EXERCISE BRIEF
Please output the listing below as a two-column CSV with headers "prompt" and "points", giving each line that starts with "Task:" its own row alongside the coordinates that answer it. Put each value in one quoted field with line breaks turned into spaces, and leave out the pictures.

MATERIAL FOR THE TASK
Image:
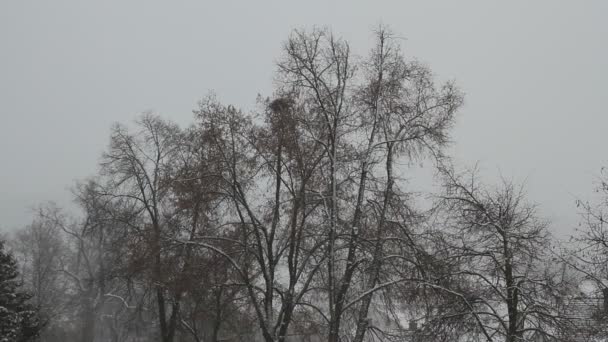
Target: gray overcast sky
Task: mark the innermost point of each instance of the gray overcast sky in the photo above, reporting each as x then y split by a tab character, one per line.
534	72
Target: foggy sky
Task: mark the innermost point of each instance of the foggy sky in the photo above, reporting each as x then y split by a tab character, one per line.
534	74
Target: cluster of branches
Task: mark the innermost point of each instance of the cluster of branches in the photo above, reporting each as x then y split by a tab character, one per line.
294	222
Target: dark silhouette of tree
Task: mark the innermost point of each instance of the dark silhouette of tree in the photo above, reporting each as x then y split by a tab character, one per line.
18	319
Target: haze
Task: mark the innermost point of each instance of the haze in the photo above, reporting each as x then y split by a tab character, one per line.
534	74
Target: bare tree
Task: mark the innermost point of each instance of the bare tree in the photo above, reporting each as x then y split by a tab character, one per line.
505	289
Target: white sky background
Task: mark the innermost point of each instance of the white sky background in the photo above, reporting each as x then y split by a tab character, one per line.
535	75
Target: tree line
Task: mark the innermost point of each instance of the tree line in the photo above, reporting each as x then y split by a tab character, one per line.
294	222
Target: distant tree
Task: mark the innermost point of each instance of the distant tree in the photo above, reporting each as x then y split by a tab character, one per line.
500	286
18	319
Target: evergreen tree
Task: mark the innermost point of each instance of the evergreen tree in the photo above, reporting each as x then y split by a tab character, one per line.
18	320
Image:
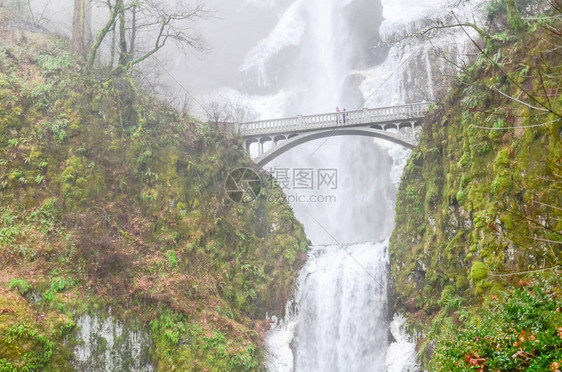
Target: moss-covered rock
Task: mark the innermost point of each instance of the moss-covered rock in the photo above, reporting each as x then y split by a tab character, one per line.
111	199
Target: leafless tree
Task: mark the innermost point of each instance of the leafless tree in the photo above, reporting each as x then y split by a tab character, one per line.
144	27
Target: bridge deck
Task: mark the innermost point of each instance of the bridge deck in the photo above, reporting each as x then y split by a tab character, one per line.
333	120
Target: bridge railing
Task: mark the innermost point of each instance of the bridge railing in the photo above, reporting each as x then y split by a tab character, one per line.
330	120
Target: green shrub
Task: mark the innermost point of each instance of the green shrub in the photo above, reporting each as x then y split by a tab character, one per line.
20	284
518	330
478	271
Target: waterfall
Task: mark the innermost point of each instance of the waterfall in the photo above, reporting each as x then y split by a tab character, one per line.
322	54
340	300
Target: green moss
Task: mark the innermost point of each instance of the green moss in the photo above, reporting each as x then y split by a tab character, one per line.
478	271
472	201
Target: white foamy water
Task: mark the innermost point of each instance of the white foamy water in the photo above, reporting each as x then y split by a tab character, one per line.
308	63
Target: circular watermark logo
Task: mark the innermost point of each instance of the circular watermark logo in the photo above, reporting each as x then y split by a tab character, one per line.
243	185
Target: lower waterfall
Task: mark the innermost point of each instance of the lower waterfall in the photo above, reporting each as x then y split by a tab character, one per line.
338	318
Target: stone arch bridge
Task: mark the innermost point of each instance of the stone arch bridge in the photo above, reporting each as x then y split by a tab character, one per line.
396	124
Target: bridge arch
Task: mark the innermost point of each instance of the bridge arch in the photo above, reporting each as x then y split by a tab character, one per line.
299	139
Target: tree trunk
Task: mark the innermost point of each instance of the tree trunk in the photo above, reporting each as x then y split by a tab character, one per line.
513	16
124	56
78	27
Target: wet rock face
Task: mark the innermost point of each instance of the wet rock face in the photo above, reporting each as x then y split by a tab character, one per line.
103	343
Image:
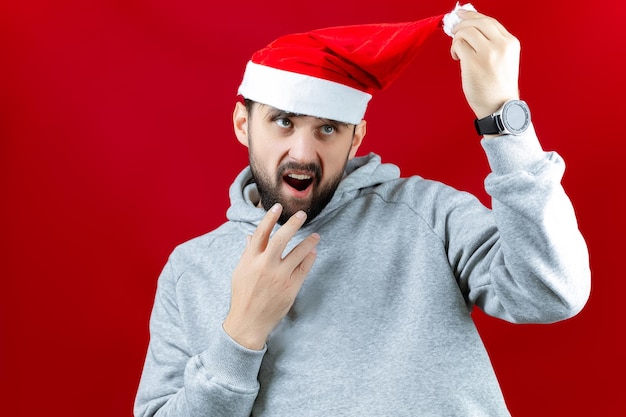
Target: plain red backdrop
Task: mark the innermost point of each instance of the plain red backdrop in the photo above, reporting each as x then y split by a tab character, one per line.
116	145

EXERCISE ANSWER
prompt,points
"Image: Target: gray overcast sky Task: mark the innermost point of each instance of the gray overcast sky in the photo above, reporting each as x then y split by a tab character, one per line.","534	72"
"Target: foggy sky Task: mark the innermost point of each instance of the foggy sky in the photo above, reporting each as x then y split by a tab character, one per line.","534	74"
"Target: cluster of branches Task: mark the innermost point of each instance of the cluster of branches in the photo above, reporting each as x then y split by a tab character, one per line.","294	222"
"Target: dark silhouette of tree Task: mark the innermost point of each instance of the dark silhouette of tree in the photo above, reporting each as x then y split by a tab character, one per line.","18	319"
"Target: haze Task: mark the innermost point of each instance of the haze in the photo above, reporting each as x then y split by a tab character, one per line.","534	74"
"Target: bare tree Task: mark the innermost point of each instance of the bare tree in the photo above, reporting each as x then y split by a tab character, one per line.","505	289"
"Target: white sky background Task: mark the innermost point of each instance of the white sky background in the photo above, reporting each as x then y split by a tab character, one per line.","535	75"
"Target: tree line Task: mark the innermost point of each instance of the tree line in the photo above, reporting each as x then y split by a tab character, one per line.","294	222"
"Target: distant tree Task: mark the innermost point of each instance of the distant tree in the photo above, reporting each as x then y split by a tab character, one per line.","500	286 18	319"
"Target: evergreen tree Task: mark the innermost point of each instance of the evergreen tree in the photo above, reporting each as x then y split by a tab character, one per line.","18	320"
"Image: Target: moss-covered rock Task: mark the innermost point of each instance of the moss-covered rock in the photo above, reporting each as x then y split by a tab character, one per line.","111	199"
"Target: leafless tree Task: mark the innermost point of each instance of the leafless tree in the photo above, reporting each as x then y split by a tab character, one per line.","144	27"
"Target: bridge deck Task: mark the innermost point of each instance of the bridge deck in the photo above, reporting each as x then y split by a tab character, one per line.","333	120"
"Target: bridge railing Task: mark the innermost point of each instance of the bridge railing in the photo above, reporting each as x then y split by a tab character, one per line.","330	120"
"Target: green shrub Task: mark the innermost point of each instance of the green shrub in the photo above, reporting each as x then y split by a tab character, one per line.","20	284 518	330 478	271"
"Target: waterfall Task: mark the innermost point of each instance of the waterfall in the photo above, reporting each as x then y split by a tab character, one per line.","322	54 340	300"
"Target: green moss Task: mark the innermost point of each instance of the green moss in the photo above, reporting each as x then y split by a tab character, one per line.","478	271 472	201"
"Target: white foamy water Task: mark the innermost point of each instance of the white foamy water in the photo above, reporting each as x then y split by a tab character, one per line.","308	63"
"Target: circular watermark logo Task: mark the innermost point of each instance of the circular watermark logo in the photo above, reporting each as x then y split by a tab character, one per line.","243	185"
"Target: lower waterfall Task: mark the innermost point of each instance of the lower waterfall in the photo above, reporting each as x then y split by a tab character, one per line.","338	318"
"Target: stone arch bridge Task: mark the innermost point of each instance of the stone arch bridge in the photo above, reporting each as x then y split by a tab character, one per line.","396	124"
"Target: bridge arch Task: mark the innermost point of each instance of the bridge arch in the photo above, reporting each as x then y split by a tab character, one per line.","299	139"
"Target: tree trunk Task: mark the innermost point of each instance of the tree trunk in the photo above, reporting each as x then y split by a tab character, one per line.","513	16 124	56 78	27"
"Target: wet rock face Task: mark the innermost point of each instance of the wet rock face in the photo above, reporting each as x then y split by a tab character, one per line.","103	343"
"Image: Target: plain red backdrop Task: mark the innermost point of each instance of the plain red backdrop in the photo above, reporting each as x then y split by a tab character, one per line.","116	145"